- Text shown
:::

ITEM 2   IDENTITY AND BACKGROUND

        Mr. Amin is a United States citizen whose principal occupation is acting
as the Company's Chief Executive Officer. Mr. Amin also serves as the Chairman
of the Board of Directors of the Company. His principal business address is 4553
Glencoe Avenue, Suite 200, Marina del Rey, California 90292.

        During the last five years, Mr. Amin has not been (i) convicted in a
criminal proceeding (excluding traffic violations or similar misdemeanors) or
(ii) a party to a civil proceeding of a judicial or administrative body of
competent jurisdiction resulting in a judgment, decree or final order enjoining
future violations of, or prohibiting or mandating activities subject to, federal
or state securities laws or finding any violation with respect to such laws.


ITEM 3   SOURCE AND AMOUNT OF CONSIDERATION

        No funds or other consideration were used by Mr. Amin to purchase any
securities of the Company within the last sixty days.

:::

- Problems
**A.** Reproduce word for word the passage of the Mr. Amin filing starting with "During the last" and going on through "last sixty days.".
**B.** Extend the securities filing about Mr. Amin onward from its final sentence.

- Data shown
:::

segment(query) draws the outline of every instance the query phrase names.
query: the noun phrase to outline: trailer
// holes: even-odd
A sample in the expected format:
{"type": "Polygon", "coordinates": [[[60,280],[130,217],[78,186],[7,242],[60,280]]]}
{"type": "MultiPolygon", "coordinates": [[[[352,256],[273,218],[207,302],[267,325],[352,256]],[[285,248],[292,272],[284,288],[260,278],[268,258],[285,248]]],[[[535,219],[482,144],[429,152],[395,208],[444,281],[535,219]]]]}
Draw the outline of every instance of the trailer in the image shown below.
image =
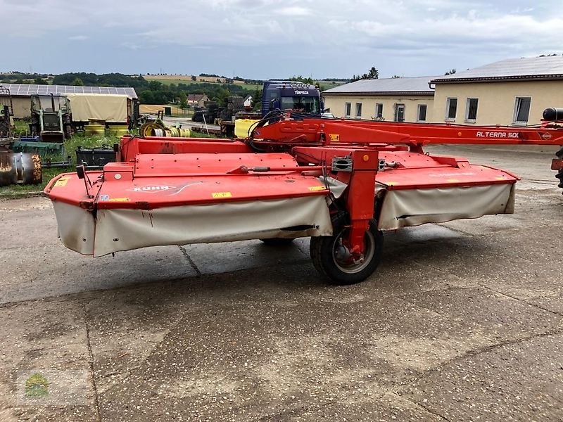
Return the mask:
{"type": "MultiPolygon", "coordinates": [[[[423,150],[481,136],[426,128],[272,112],[246,139],[124,136],[118,162],[79,166],[44,193],[63,244],[83,255],[310,237],[319,272],[350,284],[377,269],[385,231],[514,212],[517,176],[423,150]]],[[[563,144],[559,128],[495,130],[510,142],[563,144]]]]}

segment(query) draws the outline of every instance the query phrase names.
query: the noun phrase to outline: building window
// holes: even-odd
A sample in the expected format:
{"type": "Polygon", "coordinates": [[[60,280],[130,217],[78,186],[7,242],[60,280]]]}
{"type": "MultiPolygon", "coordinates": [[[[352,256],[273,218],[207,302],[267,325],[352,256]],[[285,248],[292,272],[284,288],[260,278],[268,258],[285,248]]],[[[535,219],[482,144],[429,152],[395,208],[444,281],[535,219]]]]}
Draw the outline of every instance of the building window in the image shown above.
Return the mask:
{"type": "Polygon", "coordinates": [[[352,103],[344,103],[344,115],[346,116],[347,117],[349,117],[351,113],[352,113],[352,103]]]}
{"type": "Polygon", "coordinates": [[[528,118],[530,117],[530,104],[531,102],[531,97],[516,97],[514,119],[514,123],[515,124],[528,124],[528,118]]]}
{"type": "Polygon", "coordinates": [[[419,104],[417,108],[417,122],[424,122],[426,121],[426,105],[419,104]]]}
{"type": "Polygon", "coordinates": [[[356,103],[356,117],[362,117],[362,103],[356,103]]]}
{"type": "Polygon", "coordinates": [[[448,121],[455,121],[455,114],[457,113],[457,98],[455,97],[448,98],[445,101],[445,120],[448,121]]]}
{"type": "Polygon", "coordinates": [[[467,98],[467,104],[465,106],[465,121],[468,123],[474,123],[477,120],[477,106],[479,98],[467,98]]]}
{"type": "Polygon", "coordinates": [[[395,121],[396,122],[405,121],[405,104],[395,105],[395,121]]]}
{"type": "Polygon", "coordinates": [[[383,120],[383,104],[381,103],[375,105],[375,118],[377,120],[383,120]]]}

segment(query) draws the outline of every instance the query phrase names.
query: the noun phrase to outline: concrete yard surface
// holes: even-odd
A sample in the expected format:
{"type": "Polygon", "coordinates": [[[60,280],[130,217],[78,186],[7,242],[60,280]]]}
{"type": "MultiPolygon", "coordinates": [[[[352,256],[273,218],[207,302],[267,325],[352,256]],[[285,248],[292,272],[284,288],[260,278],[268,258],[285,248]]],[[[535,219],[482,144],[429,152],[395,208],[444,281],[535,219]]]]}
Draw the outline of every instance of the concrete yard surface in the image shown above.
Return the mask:
{"type": "Polygon", "coordinates": [[[552,153],[428,151],[521,175],[515,214],[386,234],[346,287],[308,239],[94,259],[48,200],[0,202],[0,421],[563,420],[552,153]]]}

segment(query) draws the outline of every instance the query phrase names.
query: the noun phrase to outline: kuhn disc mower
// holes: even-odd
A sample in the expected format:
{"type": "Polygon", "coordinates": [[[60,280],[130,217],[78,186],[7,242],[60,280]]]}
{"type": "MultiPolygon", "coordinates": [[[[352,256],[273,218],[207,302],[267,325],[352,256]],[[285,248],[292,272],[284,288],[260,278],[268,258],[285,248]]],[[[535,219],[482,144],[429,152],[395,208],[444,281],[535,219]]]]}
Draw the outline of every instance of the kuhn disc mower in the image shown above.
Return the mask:
{"type": "Polygon", "coordinates": [[[501,139],[563,144],[563,131],[271,113],[243,140],[124,136],[118,162],[44,193],[63,243],[84,255],[310,236],[315,267],[349,284],[375,270],[385,231],[513,212],[517,176],[422,150],[501,139]]]}

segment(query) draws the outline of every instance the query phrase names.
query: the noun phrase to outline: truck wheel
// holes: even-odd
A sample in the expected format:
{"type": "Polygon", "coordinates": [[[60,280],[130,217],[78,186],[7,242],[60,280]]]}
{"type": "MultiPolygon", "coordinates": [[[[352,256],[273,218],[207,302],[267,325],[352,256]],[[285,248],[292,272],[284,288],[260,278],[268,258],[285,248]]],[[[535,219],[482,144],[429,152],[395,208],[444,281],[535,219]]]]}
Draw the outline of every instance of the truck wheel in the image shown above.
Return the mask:
{"type": "Polygon", "coordinates": [[[286,238],[270,238],[269,239],[260,239],[264,242],[265,245],[268,246],[282,246],[283,245],[289,245],[295,239],[286,238]]]}
{"type": "Polygon", "coordinates": [[[364,236],[363,260],[354,262],[342,239],[348,229],[336,229],[331,236],[312,237],[310,254],[313,265],[333,284],[355,284],[373,273],[381,259],[383,234],[377,230],[375,220],[370,220],[364,236]]]}

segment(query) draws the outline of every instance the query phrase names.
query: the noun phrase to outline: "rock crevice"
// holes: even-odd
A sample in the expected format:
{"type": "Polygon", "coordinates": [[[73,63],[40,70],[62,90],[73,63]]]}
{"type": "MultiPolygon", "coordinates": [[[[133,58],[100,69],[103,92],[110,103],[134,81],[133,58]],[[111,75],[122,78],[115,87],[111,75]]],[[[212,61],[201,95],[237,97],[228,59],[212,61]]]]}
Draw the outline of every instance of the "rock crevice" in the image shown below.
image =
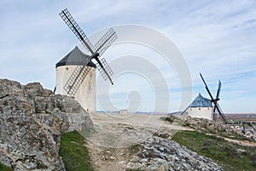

:::

- Answer set
**A.**
During the last five years, Mr. Amin has not been (i) convicted in a
criminal proceeding (excluding traffic violations or similar misdemeanors) or
(ii) a party to a civil proceeding of a judicial or administrative body of
competent jurisdiction resulting in a judgment, decree or final order enjoining
future violations of, or prohibiting or mandating activities subject to, federal
or state securities laws or finding any violation with respect to such laws.


ITEM 3   SOURCE AND AMOUNT OF CONSIDERATION

        No funds or other consideration were used by Mr. Amin to purchase any
securities of the Company within the last sixty days.

**B.**
        As more fully described in Item 4 hereof, Lions Gate Entertainment
Corp., a corporation formed under the laws of British Columbia ("Lions Gate"),
and Mr. Amin have entered into the Voting Agreement (as such term is defined in
Item 4) in connection with the Merger (as such term is defined in Item 4). The
transactions contemplated by the Voting Agreement are not expected to require
the expenditure of any funds. Mr. Amin entered into the Voting Agreement as an
inducement and a condition to Lions Gate entering into the Merger Agreement (as
such term is defined in Item 4).


ITEM 4   PURPOSE OF TRANSACTION

        On June 6, 2000, the Company, Lions Gate and LGE Merger Sub Inc., a
Delaware corporation and a wholly owned subsidiary of Lions Gate ("Merger Sub"),
executed that certain Agreement and Plan of Merger (the "Merger Agreement")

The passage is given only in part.